PASSAGE PROVIDED:
◇ ◇ ◇ ◇ ◇ ◇ ◇

Several characters from ancient Babylon are introduced, most of whom I could relate to in one way or another.  There were some common sense, “of course” kind of lessons in the stories, but there were also some unexpected lessons that hit home for me.  One in particular had to do with procrastination, and why it can be costly to put off important decisions.

It is very creative and timely – I intend to give this book to kids in my family as they graduate from high school.

Amazon:  The Richest Man in Babylon

Inspiration at 33%

April 9, 2008

Hey I found a new podcast today, and I’ve listened to almost all of the new, 2008 podcasts.  It is called “No Credit Needed, or NCN for short.  I liked the name so much I just had to listen.  It’s basically an informal, humorous podcast by a normal guy who has worked his way out of debt and likes to talk about personal finance.  I’m not sure what his name is – online he seems to go by “NCN.”

The No Credit Needed website:  www.ncnblog.com

I like that he uses the same principles that Dave Ramsey teaches, so it’s nice to get another perspective to help balance things out.  It also helps that he’s willing and able to laugh at himself; in fact, even though he offers much of the same advice that Dave Ramsey teaches, the light hearted nature of his podcast is a welcome change.

Something he provides at his website is that you can sign up for a chart to show how much you’ve paid off, or towards a goal.  It inspired me to take a look at where I’m at – actually how far I’ve come would be more accurate.  I added up all the debt I had in 2007, in order to see what percentage I’ve paid off so far.  I had thought I had paid off more – but in fact, I have only paid off 33% of the total so far.  At first I was a little disappointed – I mean, only 33%?  But considering the time goals I’ve set for myself – it is right on target.  And hey, that 33% represents a considerable chunk of change.  I know in my heart that I’ve done everything I could to pay as much as I could since I started – so aside from a serious windfall, it’s the best I could do.  I have plenty of reason to feel good about where I’m at – and more importantly, that I’m still on-track and well on my way.

Opportunity vs. Loyalty

April 8, 2008

I’m faced with a very difficult decision. I can’t provide too many details, except that I was approached by another company with the possibility of employment.

Jumping ship.

Okay so normally that’s not such a bad thing, but as with most drama, there’s more to it. I’m a web developer, and I started right out of college about 10 years ago. As you can imagine, I’ve witnessed my share of layoffs. So job stability has not been something I’ve counted on, although I’ve managed to survive all but one layoff throughout my career. I’m either doing something right – or extremely lucky.

I started working for the company I now work for, almost 2 years ago. This was one of the first companies I really wanted to work for. The product they provide is something I really believe in, and feel that they’re not just trying to make as much money from the consumer as possible. The product is well worth what they charge, and probably more important – I and my friends, and my family all use it on a regular basis.

In the past 2 years we’ve had a few layoffs though. I hate layoffs for obvious reasons, but with this company it really scares me because I really want to work there. I told a coworker a few weeks ago that I can get a paycheck anywhere -I don’t need to work there – but I want to because I believe in what I’m doing. I also like the people I work with.

So. The dilemma? I’m not confident that my job is stable – and another company has approached me and wants me to interview with them.

◇ ◇ ◇ ◇ ◇ ◇ ◇

RAW DATA:
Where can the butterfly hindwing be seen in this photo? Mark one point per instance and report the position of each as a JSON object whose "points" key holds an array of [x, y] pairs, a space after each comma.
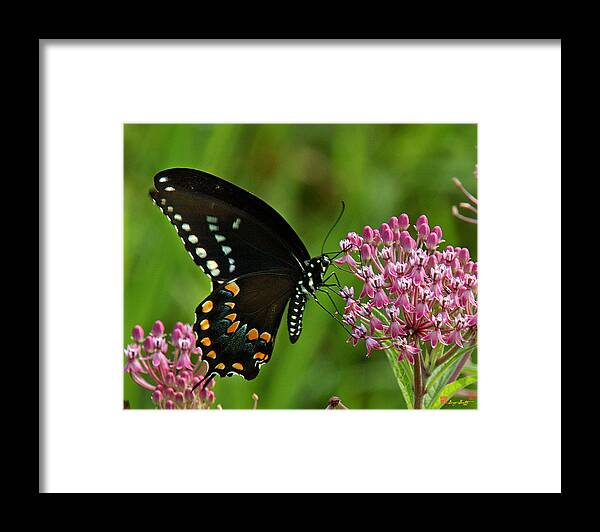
{"points": [[237, 323]]}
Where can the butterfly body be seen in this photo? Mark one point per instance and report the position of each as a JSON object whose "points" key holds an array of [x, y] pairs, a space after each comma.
{"points": [[256, 262]]}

◇ ◇ ◇ ◇ ◇ ◇ ◇

GIVEN PROBLEM 1:
In the personal finance blog, what percentage of the debt from 2007 does the writer say has been paid off so far?
GIVEN PROBLEM 2:
Proceed with the personal finance blog's entry on the job offer, picking up right after its last sentence.
The listing isn't needed for what comes next.

EXPECTED OUTPUT 1:
33 percent.

EXPECTED OUTPUT 2:
I agreed to the interviews, and scheduled a vacation day with my current employer for that day. The new company is doing some really neat things – I would certainly be challenged intellectually, but I’m not yet sure how much I can believe in their product – it’s not that I don’t – I just don’t yet know enough about them. I’m doing my homework though – and paired with the interviews, I ought to know enough this week.

I can’t help but feel guilty. At work today I had a hard time looking people in their eyes – I felt like I was betraying them. My sense of loyalty is probably one-sided. I’m sure they would lay me off in a heartbeat if it was right for the company. They’ve done it to others.

Welcome to 21st Century Corporate America.

The thing is, if I can increase my income – even if only a little bit, it will help me financially. I have no way of knowing whether this job has more stability – probably not – layoffs seem to be a way of life for developers. I don’t yet know whether I can believe in this product more than I do with my current job – which may be a moot point the next time layoffs happen.

I’m a little torn, undecided, and maybe a little afraid.

I suppose I don’t have to make any decisions until I’m actually offered a job. :) It’s interesting that I can actually relax – I don’t need to get this job, so the interview process is a lot less stressful. Without a job, I’m more inclined to take the 1st offer I get. Now, I am counting my blessings that I can – at least right now – really evaluate how I feel about this company, and whether it’s what I really want to do. It feels good.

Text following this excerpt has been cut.